Reproduce word for word the passage of the essay on supporting working mothers that begins at "The US has a" and ends at "things to do.".

▶ **Source document**
※
The US has a long history of paying moms lip-service and little more. Once a year, we’re showered with spa gift cards and brunches as gestures that what we do — raise children — is valued and respected. Moms are told to “take care of themselves” via a variety of self-care methods that, let’s face it, often cost money and are only available to moms of a certain privilege; a way to recognize that moms are notoriously overworked, underpaid, and undervalued without actually doing anything to fix it except give us more things to do.
Meanwhile, we continue to live in a country that refuses to provide mandatory paid family leave, equal pay for equal work, universal childcare, affordable health care, access to perinatal mental health care, and that has the highest maternal mortality rate of any developed nation.
And now that we’re continuing to endure a public health crisis that is disproportionately impacting working moms — especially Black moms and moms of color — we’re being bombarded by “remember, self-care!” messages that seem comical at best, and insulting at worst.
What we need is systemic change that reconfigures how working mothers are treated and supported. And in the wake of COVID-19, when more people are working from home than ever before, we have seen the myriad of ways in which we could monumentally alter the workplace to best fit the needs of mothers and other caregivers. Instead of urging moms to find the non-existent “work-life balance,” we could ditch the 40-hour work week (the US is the most overworked nation in the world), mandate paid time off on the federal level, and provide universal health care so a person’s access to health insurance is not tethered to their employment status. We could enact mandatory paid family leave, so moms have the time they need to recover from childbirth and/or bond with their babies. We could pass the equal pay act, to ensure that moms are paid as much as dads, and that Black and brown women are paid just as much as white women.
There are honestly so many things we could do to support moms. This much we know.
Until that day, though, it is important and worthwhile to remind moms that they deserve to be cared for too. That they are more than the work they do as moms, and it is vital that they create and hold boundaries that make it possible for them to “fill the well,” so-to-speak. Whether it’s a quiet 20-minute morning meditation, a sign on the door that lets everyone, including your children, know that this moment is your time to focus on one thing and one thing only, a bath, or the use of essential oils, like those offered by Mountain Meadow Herbs, even the smallest moments of self-care can help moms avoid burnout.
Be it a glass of wine, CBD oil, or extracts and formulas that promote calm, like Mountain Meadow Herbs’ HB Formula, which can bring about a calming sense of balance, reminding mothers who are managing a variety of responsibilities simultaneously that they need to prioritize themselves in whatever way works best for them bucks the notion that being a good mom means being a martyr for your family.
Taking care of yourself doesn’t have to be an expensive endeavor (although a multi-hour stay at a spa sounds like heaven right now), either. We can all work to normalize finding ways to invest in small acts of wellness throughout the day — using a Frankincense tonic, which is known to reduce stress, or making a protein shake to start the day refreshed.
Changing this country in a lasting and significant way will, of course, take time. And none of the aforementioned proposed changes that would make daily reminders of self-care obsolete, are new. They’ve been discussed many times over, and in order to come to fruition they would require political support that, to date, has been severely and disappointingly lacking.But that doesn’t mean these proposals should be forgotten or that the work to make them a reality is a waste. And, in the meantime, we can all do more to remind moms — ourselves most of all — that we are worthy of the same love, care, and attention that we give to those around us.
※
▶ **Input data**
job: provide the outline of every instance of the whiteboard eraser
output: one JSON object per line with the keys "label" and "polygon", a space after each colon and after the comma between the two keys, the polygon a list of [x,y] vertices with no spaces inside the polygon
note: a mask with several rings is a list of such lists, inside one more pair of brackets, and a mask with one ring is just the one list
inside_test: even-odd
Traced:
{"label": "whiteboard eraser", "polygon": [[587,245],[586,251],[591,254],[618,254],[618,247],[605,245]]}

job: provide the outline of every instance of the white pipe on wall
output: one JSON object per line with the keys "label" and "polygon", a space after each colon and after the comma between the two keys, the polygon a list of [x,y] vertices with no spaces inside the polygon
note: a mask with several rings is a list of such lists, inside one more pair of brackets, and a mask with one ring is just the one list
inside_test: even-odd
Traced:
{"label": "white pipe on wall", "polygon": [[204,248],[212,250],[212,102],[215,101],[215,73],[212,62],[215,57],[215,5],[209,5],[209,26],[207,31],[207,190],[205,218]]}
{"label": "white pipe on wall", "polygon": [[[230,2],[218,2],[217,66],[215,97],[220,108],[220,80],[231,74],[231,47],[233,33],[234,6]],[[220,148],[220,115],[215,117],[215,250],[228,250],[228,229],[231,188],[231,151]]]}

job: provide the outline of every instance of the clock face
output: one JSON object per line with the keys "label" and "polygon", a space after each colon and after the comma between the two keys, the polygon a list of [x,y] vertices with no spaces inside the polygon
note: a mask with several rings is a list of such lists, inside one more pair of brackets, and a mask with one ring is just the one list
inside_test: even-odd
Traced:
※
▶ **Response**
The US has a long history of paying moms lip-service and little more. Once a year, we’re showered with spa gift cards and brunches as gestures that what we do — raise children — is valued and respected. Moms are told to “take care of themselves” via a variety of self-care methods that, let’s face it, often cost money and are only available to moms of a certain privilege; a way to recognize that moms are notoriously overworked, underpaid, and undervalued without actually doing anything to fix it except give us more things to do.